━━ Verilen Metin ━━

Servetini "Millet"ine bağışlayan münevver
Bugün
vefatının 100. seneidevriyesi münasebetiyle bir vefa gereği, “Bütün kitaplar sadece bir Kitabı daha iyi
anlamak için okunur” şiarıyla yaşayıp ölümsüzlük âlemine göçen fikir
dünyamızın önemli münevverlerinden olan Ali Emîrî Efendi’den bahsedeceğiz.
ÖMRÜ BOYUNCA KİTAPLARIN
PEŞİNDEN KOŞTU
1858
senesinde Diyarbakır’da dünyaya gelen Ali Emîrî, daha gençlik yıllarında Doğu
Edebiyatı’na ait bir çok kitabı okuyup ezberledi. Daha sonraki dönemlerde,
bütün Tanzimat memurları gibi ömrünü imparatorluk coğrafyasını bir uçtan
diğerine adımlamakla geçiren Ali Emîrî Efendi, katip ve defterdar olarak
Diyarbakır, Selanik, Adana, Leskovik, Kırşehir, Trablusşam, Elazığ, Erzurum,
Yanya, İşkodra, Halep ve Yemen’de otuz yıl kadar memuriyet görevinde bulundu.

━━━
━━ Sunulan Malzeme ━━

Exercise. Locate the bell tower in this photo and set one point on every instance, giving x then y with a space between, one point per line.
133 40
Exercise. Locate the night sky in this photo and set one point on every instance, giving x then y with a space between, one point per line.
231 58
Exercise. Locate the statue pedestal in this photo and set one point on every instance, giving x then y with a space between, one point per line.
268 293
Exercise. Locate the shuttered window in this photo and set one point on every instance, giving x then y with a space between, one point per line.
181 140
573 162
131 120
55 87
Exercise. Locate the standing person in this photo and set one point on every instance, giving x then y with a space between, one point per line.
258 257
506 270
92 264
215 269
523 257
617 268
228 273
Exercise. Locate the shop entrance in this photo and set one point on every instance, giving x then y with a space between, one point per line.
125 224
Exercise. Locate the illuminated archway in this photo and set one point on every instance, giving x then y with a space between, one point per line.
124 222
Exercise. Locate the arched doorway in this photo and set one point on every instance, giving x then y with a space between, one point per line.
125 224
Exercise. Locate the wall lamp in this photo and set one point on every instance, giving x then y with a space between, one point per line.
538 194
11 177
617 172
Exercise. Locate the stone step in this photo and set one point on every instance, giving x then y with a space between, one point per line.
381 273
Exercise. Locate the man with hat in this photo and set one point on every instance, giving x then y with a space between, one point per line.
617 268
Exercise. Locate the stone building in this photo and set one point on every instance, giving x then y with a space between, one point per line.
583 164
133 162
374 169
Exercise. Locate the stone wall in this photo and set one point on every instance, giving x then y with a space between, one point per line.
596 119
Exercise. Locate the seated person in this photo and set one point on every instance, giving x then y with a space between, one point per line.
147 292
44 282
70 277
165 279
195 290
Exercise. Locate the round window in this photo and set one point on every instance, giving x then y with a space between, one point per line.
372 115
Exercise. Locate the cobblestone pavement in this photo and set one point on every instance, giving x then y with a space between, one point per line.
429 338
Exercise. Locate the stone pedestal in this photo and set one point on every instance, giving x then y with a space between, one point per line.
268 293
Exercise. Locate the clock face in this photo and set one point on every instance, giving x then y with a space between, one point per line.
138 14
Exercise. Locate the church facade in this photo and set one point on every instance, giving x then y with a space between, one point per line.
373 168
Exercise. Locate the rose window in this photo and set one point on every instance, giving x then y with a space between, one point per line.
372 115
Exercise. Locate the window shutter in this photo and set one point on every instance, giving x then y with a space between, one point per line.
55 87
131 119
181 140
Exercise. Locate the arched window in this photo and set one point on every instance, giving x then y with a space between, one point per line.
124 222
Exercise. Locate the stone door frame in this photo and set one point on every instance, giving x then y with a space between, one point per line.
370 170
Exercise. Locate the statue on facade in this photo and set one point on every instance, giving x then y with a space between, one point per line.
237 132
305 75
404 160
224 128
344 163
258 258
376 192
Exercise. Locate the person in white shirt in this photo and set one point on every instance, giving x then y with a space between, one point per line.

━━━

§ Alıştırma Görevleri
(1) Ali Emîrî Efendi'yi anlatan metne göre Ali Emîrî hangi yılda ve hangi şehirde dünyaya gelmiştir?
(2) Ali Emîrî Efendi'yi anlatan metni kaldığı yerden sürdürünüz.

§ Yanıtlar
(1) 1858 yılında Diyarbakır'da dünyaya gelmiştir.

(2)
Gittiği
her yerde nâdide kitapları topladı. Kitaplar onun için bir koleksiyon malzemesi
değil, okunarak geçmişi keşfetmenin birer aracıydı. Kitap sevdalısı Ali Emîrî
Efendi’nin en büyük hayali, Doğu'nun ve Batı'nın bütün temel eserlerini
kapsayan bir kütüphane oluşturmaktı. Bu sevda uğruna; Osmanlı coğrafyasının
çeşitli bölgelerinde memuriyeti gereği, gittiği her yerde hiç ara vermeden
okumaya ve kitap biriktirmeye devam etti. Hatta bir defasında, İşkodra ve Yanya
vilayetleri maliye müfettişi iken, sırf Yemen'deki değerli eserleri
toplayabilmek için, Yemen Defterdarlığı’na talip oldu ve kendisini Yemen'e
tayin ettirdi. Onun otuz yıllık memuriyet döneminde buna benzer birçok örnek
bulunmaktadır.
“BEN BU
KİTAPLARI MİLLETİM İÇİN TOPLADIM”
Ali
Emîrî Efendi, 1908'de çok sevdiği kitaplarıyla daha çok meşgul olabilmek için
emekli olup İstanbul'a döndüğünde 40 küsur sandıktan oluşan; Osmanlı tarihleri,
padişah divanları, şuarâ tezkireleri ve çoğu nâdir ve tek nüsha eserlerden
oluşan zengin kütüphanesini beraberinde getirdi. Vakıflar, İstanbul'da uzun
süre kütüphanesine yer arayan Ali Emîrî Efendi’ye 1701 yılında Darülhadis
olarak yaptırılan Feyzullah Efendi Medresesi'ni tahsis etti. Ali Emîrî, “Ben
bu kitapları milletim için topladım ve milletime vakfediyorum” diyerek 1916
yılında kütüphaneye “Millet Kütüphanesi”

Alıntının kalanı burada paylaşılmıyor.